__DIRECTIONS FOR THIS TASK__: Write out word for word the lines of the data below, starting at the line containing "Outline every instance of the wooden" and continuing through the end of the data.

Start THE RECORDS

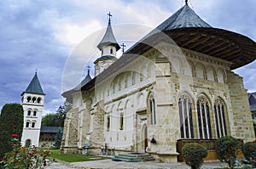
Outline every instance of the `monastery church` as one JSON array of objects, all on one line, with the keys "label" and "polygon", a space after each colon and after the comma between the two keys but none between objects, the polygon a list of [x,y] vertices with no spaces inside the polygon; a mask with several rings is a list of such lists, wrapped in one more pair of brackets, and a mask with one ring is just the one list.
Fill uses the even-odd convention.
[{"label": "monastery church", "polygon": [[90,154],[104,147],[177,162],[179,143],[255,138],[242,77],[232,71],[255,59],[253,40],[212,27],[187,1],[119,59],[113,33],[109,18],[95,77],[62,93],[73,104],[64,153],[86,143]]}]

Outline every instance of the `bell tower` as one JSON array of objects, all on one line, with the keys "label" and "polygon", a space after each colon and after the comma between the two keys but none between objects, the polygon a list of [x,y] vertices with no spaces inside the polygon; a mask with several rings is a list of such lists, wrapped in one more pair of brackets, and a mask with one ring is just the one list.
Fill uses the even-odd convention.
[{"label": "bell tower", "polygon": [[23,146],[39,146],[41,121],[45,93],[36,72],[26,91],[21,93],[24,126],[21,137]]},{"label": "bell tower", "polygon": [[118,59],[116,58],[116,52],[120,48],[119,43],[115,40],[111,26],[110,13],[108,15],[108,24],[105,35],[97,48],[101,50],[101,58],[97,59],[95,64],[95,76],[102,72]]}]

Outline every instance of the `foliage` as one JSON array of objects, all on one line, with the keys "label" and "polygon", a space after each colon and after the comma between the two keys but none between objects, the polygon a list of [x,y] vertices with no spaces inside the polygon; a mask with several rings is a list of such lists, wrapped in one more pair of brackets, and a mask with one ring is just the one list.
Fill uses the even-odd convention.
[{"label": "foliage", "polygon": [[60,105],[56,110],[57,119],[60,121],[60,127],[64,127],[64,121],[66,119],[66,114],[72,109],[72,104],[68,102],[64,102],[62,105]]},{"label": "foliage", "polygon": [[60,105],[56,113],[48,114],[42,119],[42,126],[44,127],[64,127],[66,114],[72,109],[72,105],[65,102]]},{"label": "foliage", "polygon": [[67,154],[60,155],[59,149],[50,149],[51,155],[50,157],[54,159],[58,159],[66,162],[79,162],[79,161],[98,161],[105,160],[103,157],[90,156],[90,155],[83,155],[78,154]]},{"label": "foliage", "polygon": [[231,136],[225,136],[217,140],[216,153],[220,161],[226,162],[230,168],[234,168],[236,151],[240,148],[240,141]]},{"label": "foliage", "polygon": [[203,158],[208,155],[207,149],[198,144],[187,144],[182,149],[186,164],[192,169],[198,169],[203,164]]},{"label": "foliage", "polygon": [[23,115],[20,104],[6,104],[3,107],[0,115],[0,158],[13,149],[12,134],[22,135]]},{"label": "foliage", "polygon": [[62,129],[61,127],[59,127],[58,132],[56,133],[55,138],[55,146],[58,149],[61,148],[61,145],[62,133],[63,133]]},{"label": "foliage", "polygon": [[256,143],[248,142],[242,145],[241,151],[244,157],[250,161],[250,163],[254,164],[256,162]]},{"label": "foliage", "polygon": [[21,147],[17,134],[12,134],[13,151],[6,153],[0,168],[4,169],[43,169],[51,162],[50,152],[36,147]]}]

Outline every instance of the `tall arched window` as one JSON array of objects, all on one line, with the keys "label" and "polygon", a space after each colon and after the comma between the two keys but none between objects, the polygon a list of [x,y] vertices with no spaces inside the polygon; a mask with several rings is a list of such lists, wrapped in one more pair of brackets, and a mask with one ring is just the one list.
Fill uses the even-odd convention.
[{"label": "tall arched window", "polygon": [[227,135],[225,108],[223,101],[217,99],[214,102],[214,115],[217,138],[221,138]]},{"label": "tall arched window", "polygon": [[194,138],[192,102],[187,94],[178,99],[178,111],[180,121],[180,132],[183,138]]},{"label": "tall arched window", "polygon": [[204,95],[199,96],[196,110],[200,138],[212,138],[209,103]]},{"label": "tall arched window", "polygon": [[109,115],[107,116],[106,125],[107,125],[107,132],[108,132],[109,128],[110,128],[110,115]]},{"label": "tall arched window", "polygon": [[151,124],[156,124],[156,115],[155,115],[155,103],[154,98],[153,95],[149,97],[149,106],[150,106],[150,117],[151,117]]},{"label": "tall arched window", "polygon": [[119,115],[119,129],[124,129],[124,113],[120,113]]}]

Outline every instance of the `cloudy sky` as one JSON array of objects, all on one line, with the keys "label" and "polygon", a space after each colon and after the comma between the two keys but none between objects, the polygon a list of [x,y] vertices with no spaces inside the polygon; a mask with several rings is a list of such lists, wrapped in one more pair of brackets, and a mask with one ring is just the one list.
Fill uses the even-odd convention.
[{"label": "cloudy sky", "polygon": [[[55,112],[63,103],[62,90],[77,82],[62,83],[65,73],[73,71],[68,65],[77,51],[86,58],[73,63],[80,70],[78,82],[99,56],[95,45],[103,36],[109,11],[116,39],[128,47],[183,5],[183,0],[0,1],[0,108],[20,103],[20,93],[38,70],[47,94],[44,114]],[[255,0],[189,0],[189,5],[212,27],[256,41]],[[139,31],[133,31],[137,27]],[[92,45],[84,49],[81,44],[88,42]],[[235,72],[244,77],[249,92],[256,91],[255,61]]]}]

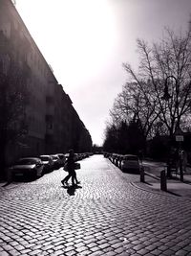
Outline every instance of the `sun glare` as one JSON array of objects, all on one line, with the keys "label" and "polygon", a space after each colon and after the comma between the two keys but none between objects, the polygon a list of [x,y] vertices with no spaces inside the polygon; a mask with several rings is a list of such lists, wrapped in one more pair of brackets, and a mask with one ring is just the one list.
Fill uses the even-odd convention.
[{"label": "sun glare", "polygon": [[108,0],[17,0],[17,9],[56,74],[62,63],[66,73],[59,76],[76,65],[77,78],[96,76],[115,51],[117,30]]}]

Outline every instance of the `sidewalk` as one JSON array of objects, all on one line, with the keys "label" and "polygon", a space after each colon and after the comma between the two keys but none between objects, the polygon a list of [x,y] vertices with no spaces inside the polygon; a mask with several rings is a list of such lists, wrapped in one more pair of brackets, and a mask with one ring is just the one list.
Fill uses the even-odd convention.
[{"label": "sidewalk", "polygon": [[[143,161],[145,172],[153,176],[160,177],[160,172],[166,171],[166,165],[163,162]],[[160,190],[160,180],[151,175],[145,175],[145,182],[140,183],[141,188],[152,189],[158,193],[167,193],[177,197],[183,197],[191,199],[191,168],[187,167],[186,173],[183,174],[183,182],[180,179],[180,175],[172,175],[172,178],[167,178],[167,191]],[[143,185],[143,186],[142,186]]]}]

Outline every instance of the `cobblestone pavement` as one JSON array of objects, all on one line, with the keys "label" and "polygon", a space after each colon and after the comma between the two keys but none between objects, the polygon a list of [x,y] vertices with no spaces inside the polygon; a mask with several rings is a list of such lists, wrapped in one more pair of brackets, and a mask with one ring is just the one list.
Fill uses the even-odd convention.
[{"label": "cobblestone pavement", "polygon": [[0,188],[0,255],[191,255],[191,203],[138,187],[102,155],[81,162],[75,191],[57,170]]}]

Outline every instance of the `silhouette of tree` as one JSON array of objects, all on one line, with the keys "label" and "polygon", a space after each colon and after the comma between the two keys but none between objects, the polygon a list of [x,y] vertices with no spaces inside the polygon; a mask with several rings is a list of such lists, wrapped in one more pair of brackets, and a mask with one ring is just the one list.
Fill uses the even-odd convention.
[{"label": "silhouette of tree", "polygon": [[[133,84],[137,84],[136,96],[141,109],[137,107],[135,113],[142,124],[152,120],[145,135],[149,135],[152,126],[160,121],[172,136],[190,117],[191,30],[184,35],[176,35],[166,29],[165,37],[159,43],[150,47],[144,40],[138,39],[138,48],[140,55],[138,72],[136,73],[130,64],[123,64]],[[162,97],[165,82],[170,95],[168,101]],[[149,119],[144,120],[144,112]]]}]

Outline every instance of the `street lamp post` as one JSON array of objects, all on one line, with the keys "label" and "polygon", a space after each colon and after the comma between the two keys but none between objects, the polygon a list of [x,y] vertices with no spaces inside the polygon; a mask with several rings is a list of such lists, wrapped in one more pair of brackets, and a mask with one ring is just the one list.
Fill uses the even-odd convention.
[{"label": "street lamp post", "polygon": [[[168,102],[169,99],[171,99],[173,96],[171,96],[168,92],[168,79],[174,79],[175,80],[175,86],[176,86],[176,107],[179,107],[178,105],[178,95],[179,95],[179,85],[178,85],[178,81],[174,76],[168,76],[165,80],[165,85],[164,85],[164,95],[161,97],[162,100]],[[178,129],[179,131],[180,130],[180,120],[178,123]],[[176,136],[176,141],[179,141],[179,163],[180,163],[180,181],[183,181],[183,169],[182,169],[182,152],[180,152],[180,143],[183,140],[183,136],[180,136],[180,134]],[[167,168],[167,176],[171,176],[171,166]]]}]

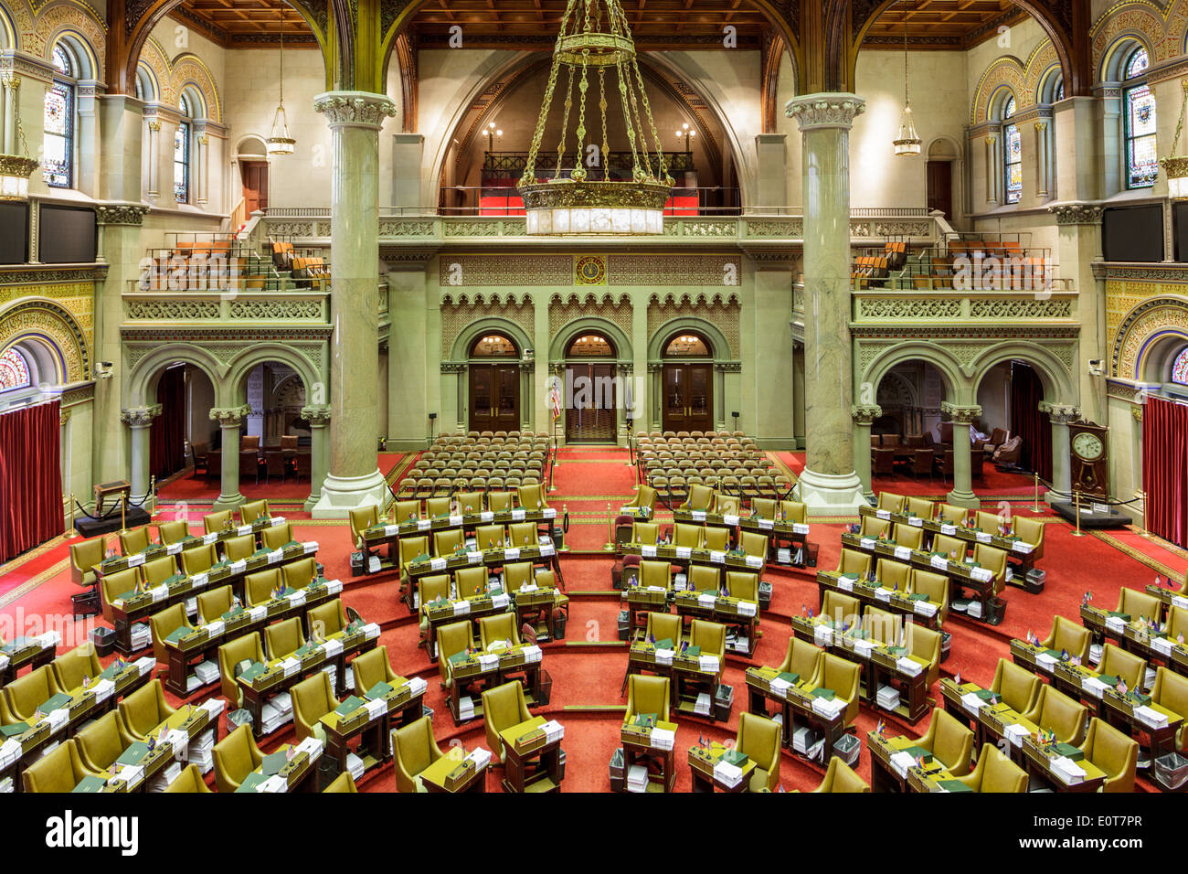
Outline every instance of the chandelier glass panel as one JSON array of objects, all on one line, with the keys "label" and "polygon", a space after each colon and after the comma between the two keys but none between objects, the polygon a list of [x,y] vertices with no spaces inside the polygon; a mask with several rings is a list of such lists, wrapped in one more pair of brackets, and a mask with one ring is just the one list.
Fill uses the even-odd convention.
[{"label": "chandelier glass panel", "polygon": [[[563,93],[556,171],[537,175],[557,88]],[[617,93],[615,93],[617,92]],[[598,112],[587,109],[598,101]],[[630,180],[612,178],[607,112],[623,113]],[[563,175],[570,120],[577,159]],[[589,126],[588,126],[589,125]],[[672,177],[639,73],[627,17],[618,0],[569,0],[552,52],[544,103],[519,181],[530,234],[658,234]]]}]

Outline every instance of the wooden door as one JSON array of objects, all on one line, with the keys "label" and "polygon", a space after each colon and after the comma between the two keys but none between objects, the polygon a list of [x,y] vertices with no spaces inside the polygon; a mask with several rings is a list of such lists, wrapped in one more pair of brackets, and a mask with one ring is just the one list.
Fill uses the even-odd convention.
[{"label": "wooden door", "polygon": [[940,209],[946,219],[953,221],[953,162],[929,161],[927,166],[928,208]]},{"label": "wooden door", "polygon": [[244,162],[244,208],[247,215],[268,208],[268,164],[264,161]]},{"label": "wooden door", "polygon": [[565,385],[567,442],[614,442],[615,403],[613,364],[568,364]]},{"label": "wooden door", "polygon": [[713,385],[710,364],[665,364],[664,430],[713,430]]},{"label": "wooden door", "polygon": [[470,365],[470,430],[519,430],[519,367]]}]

End THE RECORDS

__THE RESPONSE__:
Outline every instance of the wooden door as one JSON array of objects, all on one line, with the keys "label" and "polygon", a space after each colon and after the comma between the two keys but none between objects, the polygon a list of [x,y] vertices with no spaces inside the polygon; a mask with several rings is a list of such lists, wrapped in one more pair of brackets, and a mask with one ring is just the one list.
Fill uses the even-odd convention.
[{"label": "wooden door", "polygon": [[940,209],[946,219],[953,221],[953,162],[929,161],[927,166],[928,208]]},{"label": "wooden door", "polygon": [[244,162],[244,208],[247,215],[268,208],[268,164],[264,161]]},{"label": "wooden door", "polygon": [[565,385],[567,442],[614,442],[615,403],[613,364],[568,364]]},{"label": "wooden door", "polygon": [[713,385],[710,364],[665,364],[664,430],[713,430]]},{"label": "wooden door", "polygon": [[470,365],[470,430],[519,430],[519,367]]}]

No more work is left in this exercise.